• [SET EXERCISE]: Reproduce every line of the material below word for word, changing nothing.

• [INPUT RECORDS]:
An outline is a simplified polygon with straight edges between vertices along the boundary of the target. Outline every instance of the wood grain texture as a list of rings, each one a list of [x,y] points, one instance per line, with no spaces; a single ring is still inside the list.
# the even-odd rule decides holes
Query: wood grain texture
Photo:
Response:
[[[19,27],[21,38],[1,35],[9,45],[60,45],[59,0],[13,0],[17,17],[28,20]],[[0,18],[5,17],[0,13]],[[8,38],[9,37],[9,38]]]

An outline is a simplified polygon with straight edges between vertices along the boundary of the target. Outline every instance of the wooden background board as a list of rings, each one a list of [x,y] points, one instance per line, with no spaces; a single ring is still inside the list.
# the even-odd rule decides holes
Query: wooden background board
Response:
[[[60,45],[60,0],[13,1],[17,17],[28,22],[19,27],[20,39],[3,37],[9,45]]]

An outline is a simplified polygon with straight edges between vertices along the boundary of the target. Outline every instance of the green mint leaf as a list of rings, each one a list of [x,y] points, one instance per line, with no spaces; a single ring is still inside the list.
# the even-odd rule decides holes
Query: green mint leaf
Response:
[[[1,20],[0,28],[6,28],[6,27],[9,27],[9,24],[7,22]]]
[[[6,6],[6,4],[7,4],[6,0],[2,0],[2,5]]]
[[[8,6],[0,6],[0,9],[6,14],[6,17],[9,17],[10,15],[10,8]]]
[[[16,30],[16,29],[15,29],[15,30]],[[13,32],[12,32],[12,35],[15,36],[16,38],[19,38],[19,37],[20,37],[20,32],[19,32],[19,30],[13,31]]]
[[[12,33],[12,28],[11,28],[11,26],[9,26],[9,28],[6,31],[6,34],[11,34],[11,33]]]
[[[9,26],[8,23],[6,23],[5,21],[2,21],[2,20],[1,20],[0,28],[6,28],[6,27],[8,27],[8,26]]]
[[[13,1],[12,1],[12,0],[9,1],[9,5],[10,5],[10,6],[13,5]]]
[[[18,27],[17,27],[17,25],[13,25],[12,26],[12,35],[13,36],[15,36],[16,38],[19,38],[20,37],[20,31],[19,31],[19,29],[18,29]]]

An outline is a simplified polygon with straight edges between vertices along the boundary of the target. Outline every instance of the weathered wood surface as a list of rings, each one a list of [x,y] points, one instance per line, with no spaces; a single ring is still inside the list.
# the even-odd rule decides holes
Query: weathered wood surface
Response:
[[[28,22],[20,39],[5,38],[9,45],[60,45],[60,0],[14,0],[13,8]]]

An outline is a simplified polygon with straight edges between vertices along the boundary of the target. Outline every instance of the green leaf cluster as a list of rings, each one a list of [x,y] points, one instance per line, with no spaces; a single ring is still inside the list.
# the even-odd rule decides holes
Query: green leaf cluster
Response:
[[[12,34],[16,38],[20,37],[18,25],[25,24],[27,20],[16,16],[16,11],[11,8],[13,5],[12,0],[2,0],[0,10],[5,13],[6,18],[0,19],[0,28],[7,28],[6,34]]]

• [SOLUTION]:
An outline is a simplified polygon with straight edges between vertices along the boundary of the target. Outline every instance of the wood grain texture as a list of rings, each one a list of [x,y] points, one instance per line, with no spaces; a single ring is still inside the list.
# the even-odd rule decides holes
Query: wood grain texture
Photo:
Response:
[[[19,27],[21,38],[1,35],[9,45],[60,45],[59,0],[13,0],[17,17],[28,20]],[[0,18],[5,17],[0,13]],[[8,38],[9,37],[9,38]]]

An outline is a simplified polygon with straight edges between vertices along the boundary of the target. Outline every instance of the wooden background board as a list of rings, each one a list of [x,y] points, one instance per line, with no spaces; a single ring is still inside the list.
# the even-odd rule decides holes
Query: wooden background board
Response:
[[[60,45],[60,0],[13,1],[17,17],[28,22],[19,27],[20,39],[3,37],[9,45]]]

An outline is a simplified polygon with straight edges between vertices along the boundary of the target. Outline every instance of the green mint leaf as a list of rings, each one a list of [x,y] points, one instance per line, with no spaces; a single ring is still inside the list.
# the even-odd rule decides holes
Query: green mint leaf
Response:
[[[1,20],[0,28],[6,28],[6,27],[9,27],[9,24],[7,22]]]
[[[6,6],[6,4],[7,4],[6,0],[2,0],[2,5]]]
[[[8,6],[0,6],[0,9],[6,14],[6,17],[9,17],[10,15],[10,8]]]
[[[16,30],[16,29],[15,29],[15,30]],[[13,32],[12,32],[12,35],[15,36],[16,38],[19,38],[19,37],[20,37],[20,32],[19,32],[19,30],[13,31]]]
[[[12,33],[12,28],[11,28],[11,26],[9,26],[9,28],[6,31],[6,34],[11,34],[11,33]]]
[[[9,26],[8,23],[6,23],[5,21],[2,21],[2,20],[1,20],[0,28],[6,28],[6,27],[8,27],[8,26]]]
[[[13,1],[12,1],[12,0],[9,1],[9,5],[10,5],[10,6],[13,5]]]
[[[18,27],[17,27],[17,25],[13,25],[12,26],[12,35],[13,36],[15,36],[16,38],[19,38],[20,37],[20,31],[19,31],[19,29],[18,29]]]

An outline is a simplified polygon with straight edges between vertices along the boundary of the target. Outline every instance of the weathered wood surface as a list of rings, each one a list of [x,y] points, one instance per line, with no spaces; a single ring is still inside the list.
# the even-odd rule decides holes
Query: weathered wood surface
Response:
[[[28,22],[20,39],[5,38],[9,45],[60,45],[60,0],[14,0],[13,8]]]

An outline is a simplified polygon with straight edges between vertices along the boundary of the target. Outline every instance of the green leaf cluster as a list of rings, each one a list of [x,y] points, one instance per line, with no spaces; a single ring is still inside the list.
# the even-odd rule decides holes
Query: green leaf cluster
Response:
[[[12,34],[16,38],[20,37],[18,25],[25,24],[27,20],[16,16],[16,11],[11,8],[13,5],[12,0],[2,0],[0,10],[5,13],[6,18],[0,19],[0,28],[7,28],[6,34]]]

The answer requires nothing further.